G.I. JOE: RETALIATION — In this sequel to 2009’s G.I. Joe: Rise of the Cobra, the G.I. Joes must battle their usual enemy, Cobra, as well as forces within their own government. The cast includes D.J. Cotrona, Byung-hun Lee, Adrianne Palicki, Ray Park, Jonathan Pryce, Ray Stevenson, Channing Tatum plus Bruce Willis and Dwayne Johnson.

SEEKING A FRIEND FOR THE END OF THE WORLD — Even though humanity is about to go extinct, Dodge and Penny find something to be happy about. Steve Carell and Keira Knightley star.

JUNE 29

MAGIC MIKE — Director Steven Soderbergh invades the realm of male strippers. Channing Tatum stars as the film’s title character and Alex Pettyfer co-stars as The Kid, a young dancer Magic Mike schools in the ways of seduction and easy money.

MOONRISE KINGDOM — Set in the summer of 1965 on an island off the coast of New England, the new film from writer-director Wes Anderson (The Royal Tenenbaums, Fantastic Mr. Fox, Rushmore) revolves around a pair of love-struck 12-year-olds who disappear in the wilderness. With a storm on the way, local officials scramble to find them. The cast includes Bruce Willis, Edward Norton, Bill Murray, Frances McDormand, Tilda Swinton and Jason Schwartzman.

PEOPLE LIKE US — In this drama-comedy, Chris Pine plays Sam, a young salesman who reluctantly goes home to handle his estranged father’s estate. While he’s there, he learns he has a sister. Elizabeth Banks, Olivia Wilde and Michael Hall co-star.

TYLER PERRY’S MADEA’S WITNESS PROTECTION — Eugene Levy, playing the innocent CEO of a Wall Street investment bank, discovers he’s been marked as the fall guy in a Ponzi scheme. Following death threats, Levy and his dysfunctional family enter the federal witness protection program. They’re placed in the Atlanta home of Madea and her brother, Joe. Culture clash ensues.

JULY 3

THE AMAZING SPIDER-MAN — Andrew Garfield takes over for Tobey Maguire as Spider-Man and a new director, Marc Webb, replaces Sam Raimi, director of three previous Spider-Man films. The plot returns Peter Parker to high school, when he’s dealing with his first crush and investigating his biological parents’ disappearance. Peter’s search leads to Dr. Curt Connors (Rhys Ifans), aka The Lizard. Emma Stone, Denis Leary, Campbell Scott, Irrfan Khan, Martin Sheen and Sally Field co-star.

JULY 4

BEASTS OF THE SOUTHERN WILD — A grand jury prize winner for drama at the Sundance Film Festival helmed by New Orleans-based director Benh Zeitlin, Beasts of the Southern Wild tells a mythological story about a 6-year-old girl struggling to survive in a Louisiana bayou community beset by rising water triggered by climate change.

══════════════════════════════

PROBLEM A: In the summer movie listings, who replaces Sam Raimi as director of The Amazing Spider-Man?
PROBLEM B: Write out the part of the summer movie listings starting with "SEEKING A FRIEND" and going on through "Keira Knightley star.".
PROBLEM C: Pick up the summer movie listings after their final sentence, the one about Beasts of the Southern Wild, and keep them going.

INFORMATION GIVEN:
══════════════════════════════

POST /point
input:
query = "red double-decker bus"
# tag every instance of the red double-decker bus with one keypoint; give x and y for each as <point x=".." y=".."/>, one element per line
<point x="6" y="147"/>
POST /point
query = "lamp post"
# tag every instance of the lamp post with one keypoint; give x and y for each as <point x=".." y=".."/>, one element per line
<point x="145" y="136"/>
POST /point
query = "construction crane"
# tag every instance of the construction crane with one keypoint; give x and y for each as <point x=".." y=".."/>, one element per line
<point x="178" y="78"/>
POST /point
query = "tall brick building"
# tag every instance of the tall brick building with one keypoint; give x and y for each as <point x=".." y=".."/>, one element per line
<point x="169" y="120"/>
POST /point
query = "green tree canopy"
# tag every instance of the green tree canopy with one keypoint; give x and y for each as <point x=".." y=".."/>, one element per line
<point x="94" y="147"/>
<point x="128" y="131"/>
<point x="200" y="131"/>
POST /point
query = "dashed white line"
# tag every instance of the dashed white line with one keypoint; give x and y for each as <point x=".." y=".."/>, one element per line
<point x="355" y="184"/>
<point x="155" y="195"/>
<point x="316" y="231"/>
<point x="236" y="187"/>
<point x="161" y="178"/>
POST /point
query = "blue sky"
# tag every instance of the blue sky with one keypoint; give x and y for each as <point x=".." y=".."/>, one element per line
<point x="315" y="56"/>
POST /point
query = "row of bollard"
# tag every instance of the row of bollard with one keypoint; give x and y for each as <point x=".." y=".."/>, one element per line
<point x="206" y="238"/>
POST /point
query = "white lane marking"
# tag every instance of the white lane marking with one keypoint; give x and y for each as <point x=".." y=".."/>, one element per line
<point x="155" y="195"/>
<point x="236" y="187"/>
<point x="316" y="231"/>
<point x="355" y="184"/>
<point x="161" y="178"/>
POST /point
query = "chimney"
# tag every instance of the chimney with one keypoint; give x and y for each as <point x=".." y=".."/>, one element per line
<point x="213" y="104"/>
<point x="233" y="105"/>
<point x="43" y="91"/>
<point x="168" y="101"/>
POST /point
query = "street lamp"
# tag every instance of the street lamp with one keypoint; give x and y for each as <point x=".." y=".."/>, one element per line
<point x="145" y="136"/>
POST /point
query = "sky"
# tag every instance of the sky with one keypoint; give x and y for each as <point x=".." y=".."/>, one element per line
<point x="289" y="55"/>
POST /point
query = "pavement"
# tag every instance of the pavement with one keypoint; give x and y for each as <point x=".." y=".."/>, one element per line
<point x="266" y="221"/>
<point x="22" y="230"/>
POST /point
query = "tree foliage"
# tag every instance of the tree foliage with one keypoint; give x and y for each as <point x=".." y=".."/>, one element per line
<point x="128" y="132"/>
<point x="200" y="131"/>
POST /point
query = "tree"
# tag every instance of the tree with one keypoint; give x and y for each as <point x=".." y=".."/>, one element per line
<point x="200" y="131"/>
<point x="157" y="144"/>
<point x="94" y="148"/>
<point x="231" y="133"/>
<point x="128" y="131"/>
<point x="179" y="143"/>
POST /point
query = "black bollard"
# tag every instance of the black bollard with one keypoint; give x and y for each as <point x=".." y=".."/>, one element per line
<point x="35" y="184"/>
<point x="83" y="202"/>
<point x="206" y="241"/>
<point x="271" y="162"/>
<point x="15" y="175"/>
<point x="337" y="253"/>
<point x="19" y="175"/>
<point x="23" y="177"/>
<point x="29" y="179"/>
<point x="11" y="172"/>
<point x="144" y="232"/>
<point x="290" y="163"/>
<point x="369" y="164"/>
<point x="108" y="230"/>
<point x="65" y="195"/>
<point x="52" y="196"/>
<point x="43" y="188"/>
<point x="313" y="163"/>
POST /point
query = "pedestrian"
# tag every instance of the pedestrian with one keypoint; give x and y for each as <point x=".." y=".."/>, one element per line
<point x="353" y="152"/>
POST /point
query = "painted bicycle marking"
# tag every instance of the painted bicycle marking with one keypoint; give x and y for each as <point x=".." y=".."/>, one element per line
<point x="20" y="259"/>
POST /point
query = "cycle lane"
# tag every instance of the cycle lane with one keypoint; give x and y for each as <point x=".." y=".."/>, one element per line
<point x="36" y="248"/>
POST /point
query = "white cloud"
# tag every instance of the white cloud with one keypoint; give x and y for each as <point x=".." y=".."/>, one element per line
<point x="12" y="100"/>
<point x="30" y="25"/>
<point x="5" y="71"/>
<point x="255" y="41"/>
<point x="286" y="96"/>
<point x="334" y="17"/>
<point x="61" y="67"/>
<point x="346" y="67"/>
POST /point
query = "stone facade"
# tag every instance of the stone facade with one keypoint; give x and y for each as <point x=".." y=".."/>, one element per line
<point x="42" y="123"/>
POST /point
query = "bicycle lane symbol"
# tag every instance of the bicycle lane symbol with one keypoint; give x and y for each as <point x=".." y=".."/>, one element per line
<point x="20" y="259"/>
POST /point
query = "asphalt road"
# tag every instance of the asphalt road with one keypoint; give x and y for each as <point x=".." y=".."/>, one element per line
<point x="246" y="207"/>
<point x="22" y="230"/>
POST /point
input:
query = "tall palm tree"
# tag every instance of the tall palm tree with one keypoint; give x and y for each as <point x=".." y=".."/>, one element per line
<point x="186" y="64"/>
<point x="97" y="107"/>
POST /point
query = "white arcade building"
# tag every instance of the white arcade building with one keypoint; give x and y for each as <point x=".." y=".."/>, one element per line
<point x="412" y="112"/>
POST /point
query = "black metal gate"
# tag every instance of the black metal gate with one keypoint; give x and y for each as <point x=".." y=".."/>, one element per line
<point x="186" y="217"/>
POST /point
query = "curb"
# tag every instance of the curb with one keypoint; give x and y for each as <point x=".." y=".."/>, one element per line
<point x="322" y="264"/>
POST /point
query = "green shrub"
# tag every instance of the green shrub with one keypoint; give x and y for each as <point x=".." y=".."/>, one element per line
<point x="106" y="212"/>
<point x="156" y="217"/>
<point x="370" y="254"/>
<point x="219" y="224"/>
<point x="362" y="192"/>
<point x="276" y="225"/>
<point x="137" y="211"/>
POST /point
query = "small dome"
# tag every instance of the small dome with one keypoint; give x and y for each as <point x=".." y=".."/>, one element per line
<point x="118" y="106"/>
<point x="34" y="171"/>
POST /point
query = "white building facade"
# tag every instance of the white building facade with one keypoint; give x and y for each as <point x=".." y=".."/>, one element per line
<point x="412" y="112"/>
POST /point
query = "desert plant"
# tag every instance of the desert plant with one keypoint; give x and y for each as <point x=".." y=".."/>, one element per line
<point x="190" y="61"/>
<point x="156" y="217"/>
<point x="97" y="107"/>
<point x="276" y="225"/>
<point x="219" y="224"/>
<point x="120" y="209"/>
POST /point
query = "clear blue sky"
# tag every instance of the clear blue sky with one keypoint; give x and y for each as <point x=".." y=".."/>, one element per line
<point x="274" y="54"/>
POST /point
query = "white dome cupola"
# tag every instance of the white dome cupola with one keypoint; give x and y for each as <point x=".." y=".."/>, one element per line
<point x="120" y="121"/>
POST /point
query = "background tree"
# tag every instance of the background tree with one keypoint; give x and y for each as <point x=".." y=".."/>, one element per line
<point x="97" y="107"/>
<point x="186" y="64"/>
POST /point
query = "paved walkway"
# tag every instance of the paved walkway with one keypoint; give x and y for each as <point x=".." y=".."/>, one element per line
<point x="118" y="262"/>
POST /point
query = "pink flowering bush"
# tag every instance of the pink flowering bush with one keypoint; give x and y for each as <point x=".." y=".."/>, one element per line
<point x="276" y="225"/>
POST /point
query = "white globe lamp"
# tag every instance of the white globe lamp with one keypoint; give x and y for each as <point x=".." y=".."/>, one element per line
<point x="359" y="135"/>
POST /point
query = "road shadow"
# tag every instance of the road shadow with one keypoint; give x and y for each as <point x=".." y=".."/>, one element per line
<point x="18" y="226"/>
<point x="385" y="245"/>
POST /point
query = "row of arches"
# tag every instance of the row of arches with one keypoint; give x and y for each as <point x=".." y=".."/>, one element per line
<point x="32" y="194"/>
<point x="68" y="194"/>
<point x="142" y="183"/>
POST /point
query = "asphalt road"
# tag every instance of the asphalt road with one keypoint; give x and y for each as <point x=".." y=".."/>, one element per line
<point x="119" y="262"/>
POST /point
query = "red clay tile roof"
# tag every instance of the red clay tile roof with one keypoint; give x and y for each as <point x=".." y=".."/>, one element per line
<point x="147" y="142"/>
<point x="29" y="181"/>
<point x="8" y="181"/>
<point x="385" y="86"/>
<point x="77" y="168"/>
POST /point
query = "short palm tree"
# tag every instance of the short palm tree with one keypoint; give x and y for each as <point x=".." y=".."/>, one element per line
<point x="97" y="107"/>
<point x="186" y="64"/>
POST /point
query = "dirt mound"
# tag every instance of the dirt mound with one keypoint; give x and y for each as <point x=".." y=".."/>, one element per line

══════════════════════════════

WRITTEN RESPONSE A: Marc Webb

WRITTEN RESPONSE B:
SEEKING A FRIEND FOR THE END OF THE WORLD — Even though humanity is about to go extinct, Dodge and Penny find something to be happy about. Steve Carell and Keira Knightley star.

WRITTEN RESPONSE C:
JULY 6

SAVAGES — Oscar-winning director Oliver Stone directs a thriller about two friends who run a profitable marijuana-growing operation in Laguna Beach, Calif. The pair’s lives and livelihood are threatened when a Mexican drug cartel demands a cut. The all-star cast features Taylor Kitsch, Blake Lively, Aaron Johnson, John Travolta, Benicio Del Toro, Salma Hayek, Emile Hirsch and Demian Bichir.

JULY 13

ICE AGE: CONTINENTAL DRIFT — Manny the mastodon, Sid the sloth and Diego the saber-toothed tiger are back for more computer-animated adventure. The voice cast features the returning Ray Romano, John Leguizamo and Denis Leary plus Alan Tudyk, Wanda Sykes and Jeremy Renner.

TED — Mixing live action and computer-animation, this comedy features Mark Wahlberg as an adult who’s childhood teddy bear comes to life and refuses to ever leave his owner’s side again.

JULY 20

THE DARK KNIGHT RISES — Writer-director Christopher Nolan’s concluding film in his thus far hugely successful Batman trilogy rises to likely dominate the late summer box office. Christian Bale, Michael Caine, Anne Hathaway, Tom Hardy, Gary Oldman, Marion Cotillard, Joseph Gordon-Levitt and Morgan Freeman star.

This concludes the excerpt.